*STATED TASK A:*
In the law-of-war extract, who issued the first modern codification of the law of war, and to what was it meant to apply?

*DOCUMENT EXCERPT:*

Published online by Cambridge University Press:  20 April 2017

Quincy Wright*
Affiliation:
Of the Board of Editors

Extract

This title appears to be self-contradictory. How can there be a law of war if war is outlawed? This apparent contradiction disappears, howover, if the distinction between “ war in the legal sense” and “ war in the material sense” is kept in mind. War in the legal sense has been in large measure “outlawed” ; that is, the international law conventionally accepted by most states no longer recognizes that large-scale hostilities may constitute a “state of war” in which the belligerents are legally equal. Such hostilities may, however, occur constituting war in the material sense, and “laws of war” may regulate such activities. This has, in fact, long been the situation within the state. All states “outlaw” domestic insurrection, rebellion and civil strife, yet if these events occur, they apply the laws of war to the hostilities involved in their efforts at suppression. The first modern codification of the law of war was, in fact, issued by the United States to apply to civil strife. Lieber's Code, however, distinguished the applicability of the rules of land warfare in international war and in civil war:

When humanity induces the adoption of the rules of regular war toward rebels, whether the adoption is partial or entire, it does in no way whatever, imply a partial or complete acknowledgment of their government, if they have set up one, or of them, as an independent and sovereign power…. Nor does the adoption of the rules of war toward rebels imply an engagement with them extending beyond the limits of these rules…. Treating, in the field, the rebellious enemy according to the law and usages of war has never prevented a legitimate government from trying the leaders of the rebellion or chief rebels for high treason, and from treating them accordingly, unless they are included in a general amnesty.

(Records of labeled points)
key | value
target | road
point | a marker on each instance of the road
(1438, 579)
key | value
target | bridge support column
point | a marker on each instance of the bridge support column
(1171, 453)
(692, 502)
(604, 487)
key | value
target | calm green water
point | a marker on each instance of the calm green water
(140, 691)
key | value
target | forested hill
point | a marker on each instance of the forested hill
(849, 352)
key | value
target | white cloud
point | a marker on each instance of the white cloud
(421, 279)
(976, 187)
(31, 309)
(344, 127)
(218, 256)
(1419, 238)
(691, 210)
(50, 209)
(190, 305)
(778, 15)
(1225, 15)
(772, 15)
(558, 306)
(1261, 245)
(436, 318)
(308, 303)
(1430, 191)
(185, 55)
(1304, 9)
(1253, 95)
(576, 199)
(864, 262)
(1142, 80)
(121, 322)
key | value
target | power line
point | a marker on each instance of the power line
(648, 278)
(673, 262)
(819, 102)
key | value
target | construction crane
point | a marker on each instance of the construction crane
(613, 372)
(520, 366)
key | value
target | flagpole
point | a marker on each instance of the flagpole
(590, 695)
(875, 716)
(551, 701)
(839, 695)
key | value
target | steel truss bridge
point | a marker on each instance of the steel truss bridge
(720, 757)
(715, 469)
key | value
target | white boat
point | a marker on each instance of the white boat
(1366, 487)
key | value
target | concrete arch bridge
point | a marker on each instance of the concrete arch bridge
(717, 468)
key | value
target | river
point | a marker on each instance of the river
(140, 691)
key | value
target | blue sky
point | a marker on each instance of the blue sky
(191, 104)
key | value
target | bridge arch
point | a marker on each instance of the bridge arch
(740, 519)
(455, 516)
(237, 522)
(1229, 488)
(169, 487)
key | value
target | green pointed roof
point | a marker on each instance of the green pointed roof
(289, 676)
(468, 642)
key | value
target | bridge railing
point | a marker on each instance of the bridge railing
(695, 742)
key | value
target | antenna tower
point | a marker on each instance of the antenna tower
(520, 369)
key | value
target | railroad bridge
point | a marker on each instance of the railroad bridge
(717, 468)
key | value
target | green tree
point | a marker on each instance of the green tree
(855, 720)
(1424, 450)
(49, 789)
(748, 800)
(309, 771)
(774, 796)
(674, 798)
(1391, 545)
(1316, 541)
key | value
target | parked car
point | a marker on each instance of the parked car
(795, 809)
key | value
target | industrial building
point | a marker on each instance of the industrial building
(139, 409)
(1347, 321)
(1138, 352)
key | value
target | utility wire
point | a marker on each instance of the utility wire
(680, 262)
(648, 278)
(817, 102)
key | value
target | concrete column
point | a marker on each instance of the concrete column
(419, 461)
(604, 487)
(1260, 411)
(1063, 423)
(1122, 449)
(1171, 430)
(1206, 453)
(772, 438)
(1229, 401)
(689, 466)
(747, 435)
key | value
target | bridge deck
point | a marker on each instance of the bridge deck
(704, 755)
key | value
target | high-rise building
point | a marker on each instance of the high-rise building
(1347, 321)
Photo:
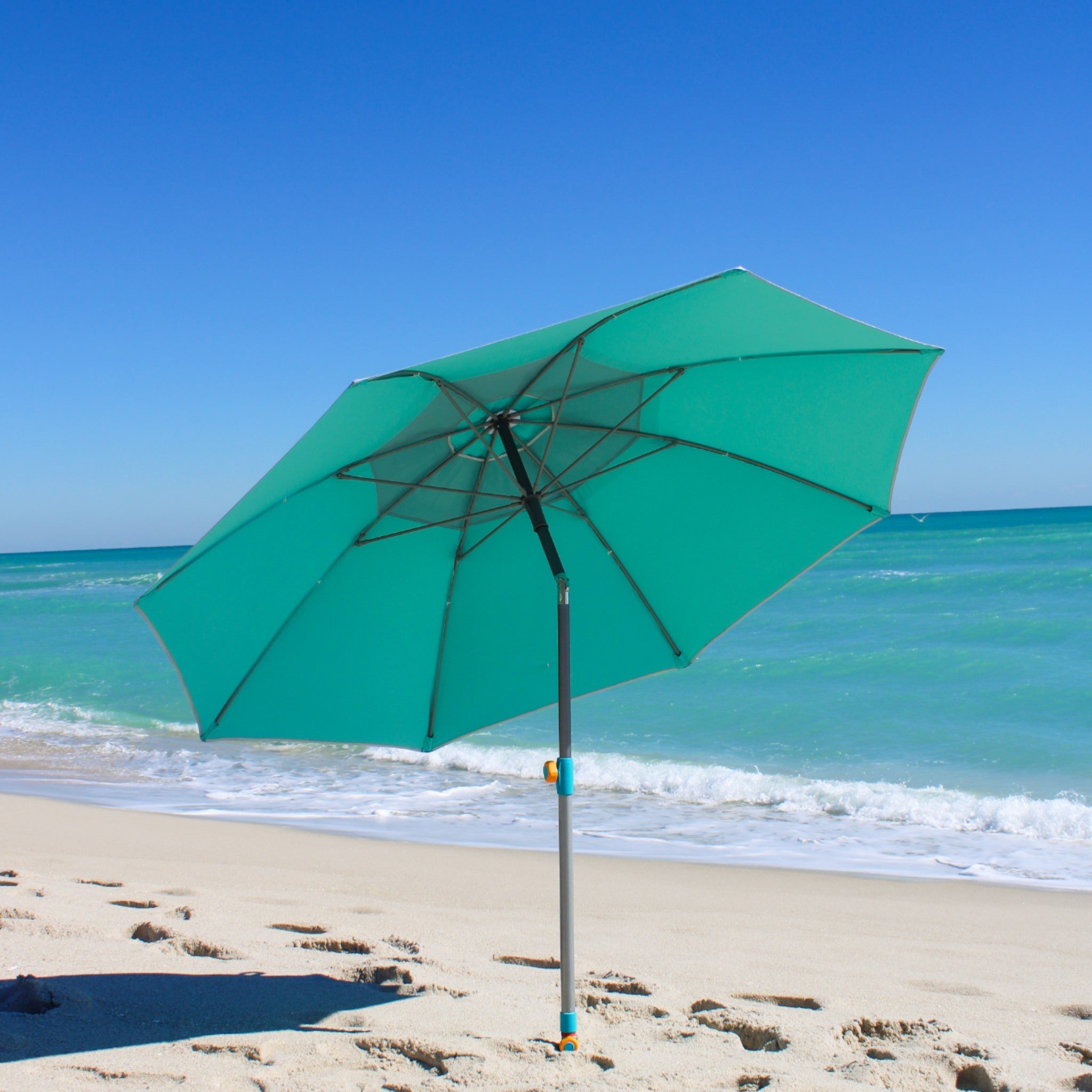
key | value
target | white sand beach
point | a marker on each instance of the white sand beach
(173, 952)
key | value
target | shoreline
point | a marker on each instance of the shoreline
(670, 954)
(761, 836)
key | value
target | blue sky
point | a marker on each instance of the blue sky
(214, 216)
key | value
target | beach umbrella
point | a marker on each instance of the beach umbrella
(679, 459)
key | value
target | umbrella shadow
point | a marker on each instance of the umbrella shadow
(74, 1014)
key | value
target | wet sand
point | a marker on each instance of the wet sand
(171, 952)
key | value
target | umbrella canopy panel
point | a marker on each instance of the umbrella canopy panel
(695, 451)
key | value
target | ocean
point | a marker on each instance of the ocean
(919, 704)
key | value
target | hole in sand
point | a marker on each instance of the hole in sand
(972, 1052)
(27, 995)
(544, 965)
(428, 1057)
(150, 934)
(342, 947)
(781, 1000)
(201, 948)
(382, 975)
(754, 1037)
(251, 1053)
(615, 983)
(976, 1079)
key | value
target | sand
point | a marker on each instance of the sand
(172, 952)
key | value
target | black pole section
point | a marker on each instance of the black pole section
(564, 677)
(564, 768)
(531, 502)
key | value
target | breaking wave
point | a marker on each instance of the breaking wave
(1066, 818)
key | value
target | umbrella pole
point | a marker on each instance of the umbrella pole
(561, 770)
(565, 818)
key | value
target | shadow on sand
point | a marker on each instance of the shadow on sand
(73, 1014)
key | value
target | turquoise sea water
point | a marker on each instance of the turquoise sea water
(920, 703)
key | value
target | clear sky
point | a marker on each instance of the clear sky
(213, 216)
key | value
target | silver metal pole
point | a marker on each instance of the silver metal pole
(565, 820)
(561, 770)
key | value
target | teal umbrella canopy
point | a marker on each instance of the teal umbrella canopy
(693, 451)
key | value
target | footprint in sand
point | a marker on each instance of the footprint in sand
(151, 934)
(27, 995)
(544, 963)
(922, 1044)
(612, 982)
(410, 947)
(748, 1027)
(240, 1050)
(433, 1058)
(781, 1000)
(341, 947)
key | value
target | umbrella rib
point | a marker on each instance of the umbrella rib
(617, 560)
(329, 569)
(381, 453)
(557, 416)
(398, 501)
(489, 452)
(437, 488)
(730, 454)
(740, 358)
(606, 470)
(611, 431)
(447, 603)
(601, 323)
(439, 524)
(485, 537)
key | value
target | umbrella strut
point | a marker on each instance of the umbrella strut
(561, 771)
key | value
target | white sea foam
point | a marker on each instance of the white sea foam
(1065, 818)
(473, 792)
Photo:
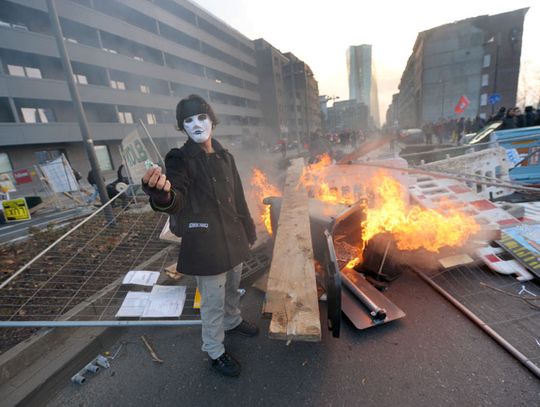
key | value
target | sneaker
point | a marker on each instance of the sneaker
(245, 329)
(226, 365)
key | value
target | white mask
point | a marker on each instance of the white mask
(198, 127)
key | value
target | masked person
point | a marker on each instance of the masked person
(203, 191)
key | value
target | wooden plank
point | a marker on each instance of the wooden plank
(291, 295)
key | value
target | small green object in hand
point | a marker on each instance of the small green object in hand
(148, 164)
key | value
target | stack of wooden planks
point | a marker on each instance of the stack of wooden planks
(291, 296)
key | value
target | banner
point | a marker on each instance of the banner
(135, 154)
(22, 176)
(59, 175)
(16, 210)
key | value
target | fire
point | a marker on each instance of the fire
(313, 179)
(412, 227)
(262, 188)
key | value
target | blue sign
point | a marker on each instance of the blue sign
(494, 98)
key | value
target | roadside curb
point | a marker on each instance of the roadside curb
(43, 362)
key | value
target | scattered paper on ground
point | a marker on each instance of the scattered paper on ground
(161, 302)
(141, 277)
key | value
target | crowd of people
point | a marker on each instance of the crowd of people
(453, 130)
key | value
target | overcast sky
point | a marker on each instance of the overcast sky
(319, 33)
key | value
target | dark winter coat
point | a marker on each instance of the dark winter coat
(215, 222)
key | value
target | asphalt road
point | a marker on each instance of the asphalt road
(432, 357)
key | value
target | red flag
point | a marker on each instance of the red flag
(462, 104)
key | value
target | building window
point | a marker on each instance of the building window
(104, 157)
(37, 115)
(151, 118)
(80, 79)
(21, 27)
(483, 99)
(17, 70)
(485, 79)
(118, 85)
(5, 163)
(125, 117)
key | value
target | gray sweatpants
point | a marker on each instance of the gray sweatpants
(219, 308)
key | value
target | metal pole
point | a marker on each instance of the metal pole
(162, 162)
(293, 85)
(483, 326)
(496, 70)
(83, 124)
(78, 324)
(104, 207)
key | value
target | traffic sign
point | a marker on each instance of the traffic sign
(494, 98)
(16, 210)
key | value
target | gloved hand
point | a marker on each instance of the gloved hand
(157, 186)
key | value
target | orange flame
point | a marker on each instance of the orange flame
(413, 228)
(313, 179)
(262, 188)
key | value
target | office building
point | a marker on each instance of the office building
(132, 60)
(478, 58)
(362, 79)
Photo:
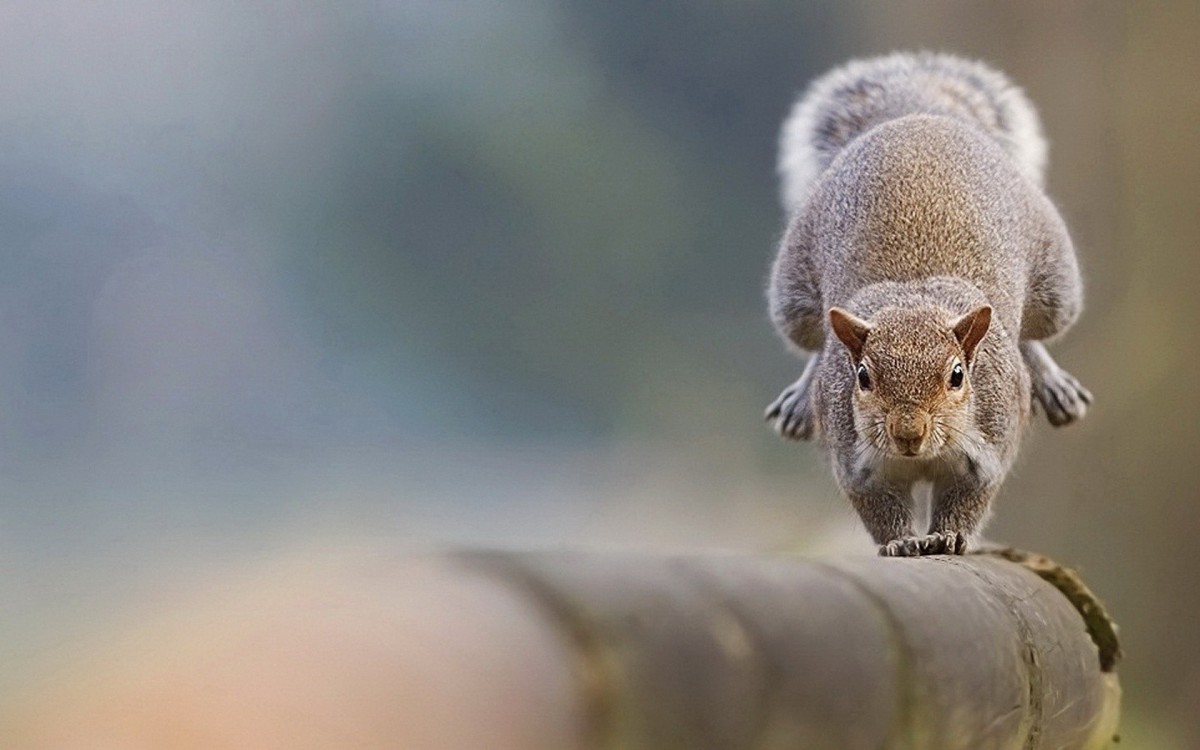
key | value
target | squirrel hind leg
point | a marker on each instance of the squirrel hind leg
(791, 413)
(1061, 396)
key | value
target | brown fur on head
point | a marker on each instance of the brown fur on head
(911, 369)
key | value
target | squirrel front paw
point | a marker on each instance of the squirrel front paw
(1062, 397)
(939, 543)
(791, 413)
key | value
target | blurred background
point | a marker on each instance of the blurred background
(318, 275)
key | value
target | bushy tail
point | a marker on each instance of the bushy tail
(862, 94)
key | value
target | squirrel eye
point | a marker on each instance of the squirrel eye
(864, 378)
(957, 377)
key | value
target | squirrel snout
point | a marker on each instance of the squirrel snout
(909, 430)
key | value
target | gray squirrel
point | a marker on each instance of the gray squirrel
(923, 267)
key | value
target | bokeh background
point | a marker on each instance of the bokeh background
(317, 275)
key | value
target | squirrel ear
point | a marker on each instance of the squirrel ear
(851, 330)
(971, 328)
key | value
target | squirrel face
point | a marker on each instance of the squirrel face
(911, 369)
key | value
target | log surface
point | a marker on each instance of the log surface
(730, 652)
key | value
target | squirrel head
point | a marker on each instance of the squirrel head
(911, 367)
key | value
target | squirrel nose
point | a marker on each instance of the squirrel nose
(909, 430)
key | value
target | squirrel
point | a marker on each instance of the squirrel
(923, 267)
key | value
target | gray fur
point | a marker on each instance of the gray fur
(916, 187)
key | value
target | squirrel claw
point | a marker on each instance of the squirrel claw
(792, 413)
(1061, 396)
(939, 543)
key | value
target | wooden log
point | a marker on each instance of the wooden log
(595, 652)
(762, 653)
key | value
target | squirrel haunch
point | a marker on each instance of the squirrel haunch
(922, 267)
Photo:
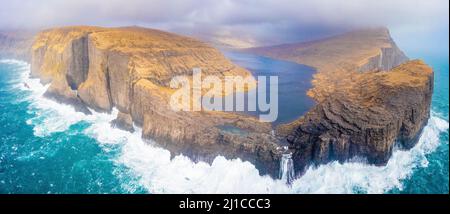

*STATED TASK B:*
Please filter the records to every line that contains the string "brown".

*COMPLETE RESPONSE A:*
The United States issued it, to apply to civil strife.

*COMPLETE RESPONSE B:*
target | brown fur on head
point | a marker on each instance of the brown fur on head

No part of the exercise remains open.